Data supplied START
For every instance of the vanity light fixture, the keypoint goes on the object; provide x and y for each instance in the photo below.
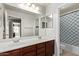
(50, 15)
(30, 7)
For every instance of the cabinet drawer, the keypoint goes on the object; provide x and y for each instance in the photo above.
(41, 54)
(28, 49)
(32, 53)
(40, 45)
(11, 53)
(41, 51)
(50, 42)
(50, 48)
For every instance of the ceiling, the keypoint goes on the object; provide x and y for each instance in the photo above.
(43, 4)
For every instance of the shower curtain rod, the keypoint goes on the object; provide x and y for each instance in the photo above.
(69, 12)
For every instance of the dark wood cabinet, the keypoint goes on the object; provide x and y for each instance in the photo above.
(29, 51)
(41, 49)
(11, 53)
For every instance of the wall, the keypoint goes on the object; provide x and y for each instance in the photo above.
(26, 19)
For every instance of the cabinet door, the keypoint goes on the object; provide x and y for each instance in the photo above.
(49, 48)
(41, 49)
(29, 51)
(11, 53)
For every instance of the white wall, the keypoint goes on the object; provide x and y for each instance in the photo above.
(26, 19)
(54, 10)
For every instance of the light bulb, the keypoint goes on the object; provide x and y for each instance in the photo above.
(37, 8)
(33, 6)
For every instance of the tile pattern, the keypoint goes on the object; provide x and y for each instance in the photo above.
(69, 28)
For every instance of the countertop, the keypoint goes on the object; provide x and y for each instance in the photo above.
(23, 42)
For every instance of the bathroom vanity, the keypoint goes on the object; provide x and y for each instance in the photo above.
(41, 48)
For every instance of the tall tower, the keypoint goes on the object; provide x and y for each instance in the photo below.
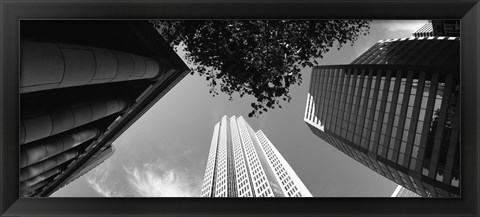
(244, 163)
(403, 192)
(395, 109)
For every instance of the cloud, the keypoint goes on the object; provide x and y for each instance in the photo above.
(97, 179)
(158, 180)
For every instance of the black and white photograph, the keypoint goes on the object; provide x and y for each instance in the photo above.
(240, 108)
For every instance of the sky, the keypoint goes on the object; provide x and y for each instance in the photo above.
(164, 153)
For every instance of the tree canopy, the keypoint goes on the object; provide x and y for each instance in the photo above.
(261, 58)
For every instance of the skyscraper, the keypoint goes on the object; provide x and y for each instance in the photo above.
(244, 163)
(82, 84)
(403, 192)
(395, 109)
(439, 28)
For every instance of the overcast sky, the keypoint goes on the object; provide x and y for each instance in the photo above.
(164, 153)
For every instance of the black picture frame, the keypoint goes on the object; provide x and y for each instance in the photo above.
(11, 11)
Data supplied END
[Problem description] The "For every instance of the skyscraper, the" line through the last line above: set these down exactly and add nothing else.

[Result]
For every instance of the skyscraper, the keypoint goes on the object; provide x and y for each instance in the photo above.
(244, 163)
(82, 84)
(403, 192)
(395, 109)
(439, 28)
For every instance of the overcast sky, the keypoint goes on the object; provide x and y for each instance in the photo above.
(164, 153)
For every instance of the black picture frame, the keypoint goes on the object; provide x and y for each instance in the photo above.
(11, 11)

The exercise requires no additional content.